Start of Given information

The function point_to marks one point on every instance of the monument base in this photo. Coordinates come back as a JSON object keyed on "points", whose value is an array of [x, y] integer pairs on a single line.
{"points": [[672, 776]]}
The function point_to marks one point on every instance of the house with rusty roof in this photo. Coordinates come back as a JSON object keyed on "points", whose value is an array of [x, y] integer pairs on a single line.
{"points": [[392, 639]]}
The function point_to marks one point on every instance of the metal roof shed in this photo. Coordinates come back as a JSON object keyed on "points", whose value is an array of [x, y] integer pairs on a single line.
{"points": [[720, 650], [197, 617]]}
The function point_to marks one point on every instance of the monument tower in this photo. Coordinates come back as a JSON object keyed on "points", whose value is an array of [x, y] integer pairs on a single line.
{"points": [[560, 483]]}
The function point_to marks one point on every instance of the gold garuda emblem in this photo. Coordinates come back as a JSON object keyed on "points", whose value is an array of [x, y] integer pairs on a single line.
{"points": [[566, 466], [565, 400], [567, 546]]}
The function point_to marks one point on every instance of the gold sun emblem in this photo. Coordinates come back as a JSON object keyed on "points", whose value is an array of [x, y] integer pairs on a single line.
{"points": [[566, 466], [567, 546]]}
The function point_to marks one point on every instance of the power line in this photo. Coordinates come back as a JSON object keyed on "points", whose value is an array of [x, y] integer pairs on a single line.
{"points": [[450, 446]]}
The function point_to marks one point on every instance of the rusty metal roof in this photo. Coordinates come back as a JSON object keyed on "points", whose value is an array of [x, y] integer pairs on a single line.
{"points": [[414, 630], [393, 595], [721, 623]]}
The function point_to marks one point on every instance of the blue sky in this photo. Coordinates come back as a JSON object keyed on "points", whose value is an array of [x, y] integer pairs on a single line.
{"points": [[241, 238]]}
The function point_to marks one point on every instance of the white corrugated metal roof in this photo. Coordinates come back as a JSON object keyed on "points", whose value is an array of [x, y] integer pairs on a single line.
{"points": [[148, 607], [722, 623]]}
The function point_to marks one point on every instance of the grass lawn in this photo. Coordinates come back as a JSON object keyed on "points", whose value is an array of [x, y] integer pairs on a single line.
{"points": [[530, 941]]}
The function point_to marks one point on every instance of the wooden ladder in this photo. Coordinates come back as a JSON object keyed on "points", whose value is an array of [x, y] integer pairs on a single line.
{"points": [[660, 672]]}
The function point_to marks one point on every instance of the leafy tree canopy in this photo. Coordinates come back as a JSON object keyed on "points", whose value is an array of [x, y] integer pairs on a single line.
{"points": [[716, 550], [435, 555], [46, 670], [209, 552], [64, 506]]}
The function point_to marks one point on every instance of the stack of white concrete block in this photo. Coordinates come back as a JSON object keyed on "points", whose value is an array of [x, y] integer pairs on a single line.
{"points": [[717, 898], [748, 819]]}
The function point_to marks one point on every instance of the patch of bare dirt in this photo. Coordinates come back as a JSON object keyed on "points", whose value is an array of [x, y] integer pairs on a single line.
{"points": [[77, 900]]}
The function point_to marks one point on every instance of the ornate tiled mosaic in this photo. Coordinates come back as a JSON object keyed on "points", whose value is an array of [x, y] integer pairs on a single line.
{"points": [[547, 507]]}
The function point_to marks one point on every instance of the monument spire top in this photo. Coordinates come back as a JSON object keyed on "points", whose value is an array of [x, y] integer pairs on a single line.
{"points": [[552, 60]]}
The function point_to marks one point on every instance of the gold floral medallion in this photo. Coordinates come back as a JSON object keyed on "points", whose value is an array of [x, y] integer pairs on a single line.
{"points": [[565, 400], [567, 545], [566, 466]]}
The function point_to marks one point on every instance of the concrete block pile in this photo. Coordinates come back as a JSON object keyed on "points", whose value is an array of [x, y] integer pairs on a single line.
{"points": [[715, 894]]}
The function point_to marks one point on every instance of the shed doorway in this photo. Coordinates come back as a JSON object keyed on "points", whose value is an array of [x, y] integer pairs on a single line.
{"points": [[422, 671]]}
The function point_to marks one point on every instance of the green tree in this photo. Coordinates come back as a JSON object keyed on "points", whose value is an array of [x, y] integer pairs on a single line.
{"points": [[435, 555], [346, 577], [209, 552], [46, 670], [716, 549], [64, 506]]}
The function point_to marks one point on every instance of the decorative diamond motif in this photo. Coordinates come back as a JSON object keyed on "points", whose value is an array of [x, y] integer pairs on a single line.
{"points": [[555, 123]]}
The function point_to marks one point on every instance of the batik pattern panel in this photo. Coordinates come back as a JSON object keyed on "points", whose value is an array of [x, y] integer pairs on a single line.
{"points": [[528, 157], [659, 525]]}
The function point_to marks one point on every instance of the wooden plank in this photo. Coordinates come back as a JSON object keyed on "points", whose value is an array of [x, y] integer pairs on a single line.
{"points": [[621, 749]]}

End of Given information

▶ Requirement
The response has to give back every record verbatim.

▶ Answer space
The function point_to marks one point on every instance of the monument base in this photo. Coordinates come back as a JSON object keyed on "points", whose value is an array of [x, y] integer pairs on a single line.
{"points": [[672, 776]]}
The function point_to marks one point on every instance of the house with rusty roof in this photo. Coordinates come back as a JSON object keyed on "points", whose value is an array of [x, y] integer pairs on a single line.
{"points": [[392, 639]]}
The function point_to marks one point on every instance of the metal roof shed in this photo. Coordinates come back as a JSON object keyed on "points", whose value is an array of [x, y] integer pairs on a single line.
{"points": [[720, 650], [197, 617]]}
The function point_to marks one point on every instance of the monument tower in this photo. Coordinates come back as a JSON object keyed on "points", whose value is an array of [x, y] integer pairs on a single line.
{"points": [[560, 483]]}
The function point_to marks one point on every instance of the gold garuda emblem in this photo. Coordinates come back as a JSON object keyed on "points", whose value is an array of [x, y] integer pairs on a single line.
{"points": [[566, 466], [565, 400], [567, 546]]}
The function point_to marks one point on every instance of the gold sun emblem in this photo. Coordinates come back as a JSON object keyed on "points", whose value is an array of [x, y] integer pairs on a single line.
{"points": [[566, 466], [567, 546]]}
The function point_to marks one point on every instance of the power line in this photo. Coordinates come back as a JSON object keyed on "points", whose value is an array of [x, y] integer pairs on a single line.
{"points": [[450, 446]]}
The function point_to marks one point on every instance of the rusty metal roof in this photo. Coordinates come back as a JSON object keyed on "points", whose value is an array of [x, y] integer pairs on a single line.
{"points": [[414, 630], [393, 595], [721, 623]]}
The function point_to marks one point on every instance of the blue sky in this photo. Coordinates come back as a JSON object keyed on "points", whose value is an array of [x, y] integer pairs on a single line.
{"points": [[241, 238]]}
The function point_to marks one point on every instance of the white corrugated metal roof in this photo. Coordinates come back as a JSON object keyed on "points", whose value is an array of [x, y] integer pairs on a single line.
{"points": [[148, 607], [722, 623]]}
The function point_to marks one point on every instance of the grass lawn in this photo. Coordinates come back as a JSON object keyed on "points", whose value is an array of [x, y] integer pairs on a single line.
{"points": [[530, 941]]}
The function point_to marks one point on every instance of the wooden ladder in this photo. Coordinates come back as a JSON object keyed on "points", whose value is an array of [x, y] integer pairs on a single line.
{"points": [[660, 672]]}
The function point_to marks one point on every instance of the leafy tree canopy in this photo. Coordinates come back as a JSON object keyed on "points", whose value is an array of [x, y] integer pairs on a single line.
{"points": [[716, 550], [435, 555], [46, 670], [209, 552], [64, 506]]}
The function point_to marks one point on every instance of the stack of white concrete block in this photo. Coordinates come back as a JSON object keyed on "points", whose value is an array of [x, y] integer pairs on a single line.
{"points": [[717, 898], [748, 819]]}
The function point_to marks one point on every instance of the patch of bare dirt in this photo. Coordinates come back as a JSON object keyed on "points", whose value is an array of [x, y] integer pairs on a single line.
{"points": [[77, 900]]}
The function point_to marks one point on every instance of the ornate tiled mosaic in this photo. Coordinates come back as a JSON object keyed on "points", whose value is an array of [x, y] integer pairs on a single line.
{"points": [[547, 507]]}
The function point_to marks one point on every instance of the monument spire top in this photo. Coordinates come back as a JSON object keyed on "points", whose value is an array of [x, y] integer pairs on a single line.
{"points": [[552, 60]]}
The function point_to marks one point on every instance of the gold floral medallion in this photo. Coordinates come back as a JSON object keyed on "points", whose value is an array of [x, y] integer pairs on a single line.
{"points": [[565, 400], [567, 545], [566, 466]]}
The function point_to marks one point on every instance of the concrete block pile in this photo. Coordinates come back as a JSON object keyed on "points", whose value is an array of [x, y] integer pairs on a single line.
{"points": [[715, 894]]}
The function point_to marks one point on every instance of the shed doorway in this photo. Coordinates come back as a JSON object keyed on "points", whose value is an array of [x, y] integer pairs on a single line.
{"points": [[422, 671]]}
The function point_to marks one point on every instance of the green tree in this photo. Coordinates come back as a JSON object keyed on "points", whose value is an array of [x, y] integer pairs on a single line.
{"points": [[435, 555], [346, 577], [209, 552], [46, 670], [716, 549], [64, 506]]}
The function point_to marks one point on every instance of the decorative diamond motif in this photo. Coordinates come back as a JSON object keyed on "points", whose value is an array of [x, y] integer pairs on a single line.
{"points": [[555, 123]]}
The function point_to marks one point on every instance of the batik pattern panel in this photo. Coordinates come back as a JSON object keyed on "points", whose value is an array of [x, y] integer pairs on a single line.
{"points": [[528, 157], [659, 525]]}
The function point_to marks one point on every instance of the wooden plank in this photo. Coordinates come back as a JSON object keyed on "points", whose value is an array of [x, y] integer pairs on a single line.
{"points": [[621, 749]]}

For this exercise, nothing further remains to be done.